What you will do:
Below are some records; state how many of their lines contain the word "slope", and add nothing.

Records shown:
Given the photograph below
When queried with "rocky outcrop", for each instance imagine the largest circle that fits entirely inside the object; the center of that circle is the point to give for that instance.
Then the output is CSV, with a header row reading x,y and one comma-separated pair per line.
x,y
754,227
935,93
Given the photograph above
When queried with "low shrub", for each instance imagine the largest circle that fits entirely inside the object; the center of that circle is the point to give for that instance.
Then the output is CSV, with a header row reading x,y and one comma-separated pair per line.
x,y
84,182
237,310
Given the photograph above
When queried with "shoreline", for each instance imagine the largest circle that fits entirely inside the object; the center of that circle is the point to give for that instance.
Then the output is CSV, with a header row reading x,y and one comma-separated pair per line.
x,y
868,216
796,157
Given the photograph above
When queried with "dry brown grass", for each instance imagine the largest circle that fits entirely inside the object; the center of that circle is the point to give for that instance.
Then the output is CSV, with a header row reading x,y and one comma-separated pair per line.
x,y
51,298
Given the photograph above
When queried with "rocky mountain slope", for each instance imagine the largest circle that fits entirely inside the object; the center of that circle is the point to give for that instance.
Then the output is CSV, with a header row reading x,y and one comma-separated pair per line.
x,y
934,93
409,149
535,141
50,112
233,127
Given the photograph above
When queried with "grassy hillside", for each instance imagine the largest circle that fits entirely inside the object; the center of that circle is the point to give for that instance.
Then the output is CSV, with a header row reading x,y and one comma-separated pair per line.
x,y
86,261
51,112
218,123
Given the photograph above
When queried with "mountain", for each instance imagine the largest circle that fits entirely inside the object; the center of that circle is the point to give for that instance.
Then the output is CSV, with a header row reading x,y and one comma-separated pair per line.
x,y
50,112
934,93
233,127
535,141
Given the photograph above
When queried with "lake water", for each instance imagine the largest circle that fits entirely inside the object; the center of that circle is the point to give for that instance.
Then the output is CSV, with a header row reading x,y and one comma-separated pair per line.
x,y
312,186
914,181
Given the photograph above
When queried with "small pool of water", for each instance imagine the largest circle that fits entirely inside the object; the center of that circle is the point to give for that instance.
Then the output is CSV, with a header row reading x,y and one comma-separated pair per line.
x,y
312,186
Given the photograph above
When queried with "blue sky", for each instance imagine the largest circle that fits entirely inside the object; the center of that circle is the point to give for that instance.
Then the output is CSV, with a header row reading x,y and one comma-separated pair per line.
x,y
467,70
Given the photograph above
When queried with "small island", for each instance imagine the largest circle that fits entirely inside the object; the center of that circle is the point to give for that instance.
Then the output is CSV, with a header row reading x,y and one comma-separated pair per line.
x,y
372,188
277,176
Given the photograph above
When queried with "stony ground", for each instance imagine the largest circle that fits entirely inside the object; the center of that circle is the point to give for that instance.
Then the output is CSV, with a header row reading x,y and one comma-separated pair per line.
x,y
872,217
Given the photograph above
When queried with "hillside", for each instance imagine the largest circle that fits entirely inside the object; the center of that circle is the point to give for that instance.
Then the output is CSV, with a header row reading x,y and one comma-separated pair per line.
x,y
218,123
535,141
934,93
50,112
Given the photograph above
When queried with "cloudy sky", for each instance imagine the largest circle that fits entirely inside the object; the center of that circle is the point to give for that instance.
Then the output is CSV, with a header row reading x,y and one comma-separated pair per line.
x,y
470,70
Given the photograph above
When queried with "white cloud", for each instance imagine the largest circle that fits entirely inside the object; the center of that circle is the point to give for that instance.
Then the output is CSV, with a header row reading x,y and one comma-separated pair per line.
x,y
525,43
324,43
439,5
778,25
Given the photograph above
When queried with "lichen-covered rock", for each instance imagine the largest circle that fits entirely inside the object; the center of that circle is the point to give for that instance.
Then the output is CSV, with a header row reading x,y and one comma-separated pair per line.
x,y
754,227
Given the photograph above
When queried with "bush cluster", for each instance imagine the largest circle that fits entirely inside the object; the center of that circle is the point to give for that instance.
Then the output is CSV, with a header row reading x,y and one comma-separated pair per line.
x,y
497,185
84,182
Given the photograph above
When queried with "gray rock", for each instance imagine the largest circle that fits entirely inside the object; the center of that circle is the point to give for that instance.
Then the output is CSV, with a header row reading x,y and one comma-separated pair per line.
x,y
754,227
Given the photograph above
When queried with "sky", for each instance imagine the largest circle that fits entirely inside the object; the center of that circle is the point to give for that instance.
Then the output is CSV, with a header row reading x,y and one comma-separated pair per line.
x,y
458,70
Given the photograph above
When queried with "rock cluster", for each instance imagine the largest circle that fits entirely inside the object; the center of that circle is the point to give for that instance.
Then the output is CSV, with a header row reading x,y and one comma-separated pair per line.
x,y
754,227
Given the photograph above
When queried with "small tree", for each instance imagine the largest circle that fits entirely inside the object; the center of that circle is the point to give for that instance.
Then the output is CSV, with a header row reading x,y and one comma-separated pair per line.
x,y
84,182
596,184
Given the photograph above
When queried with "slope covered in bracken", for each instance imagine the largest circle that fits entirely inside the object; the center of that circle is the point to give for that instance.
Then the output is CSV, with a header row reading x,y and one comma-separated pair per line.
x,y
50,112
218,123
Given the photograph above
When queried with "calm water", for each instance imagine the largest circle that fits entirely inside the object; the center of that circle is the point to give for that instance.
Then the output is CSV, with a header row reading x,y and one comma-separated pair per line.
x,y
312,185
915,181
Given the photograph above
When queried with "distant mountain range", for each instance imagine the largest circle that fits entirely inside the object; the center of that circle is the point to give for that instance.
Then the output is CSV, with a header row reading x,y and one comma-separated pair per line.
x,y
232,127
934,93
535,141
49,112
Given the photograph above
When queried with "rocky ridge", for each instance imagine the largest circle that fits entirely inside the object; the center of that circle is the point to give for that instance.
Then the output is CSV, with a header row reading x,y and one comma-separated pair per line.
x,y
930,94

Exercise output:
2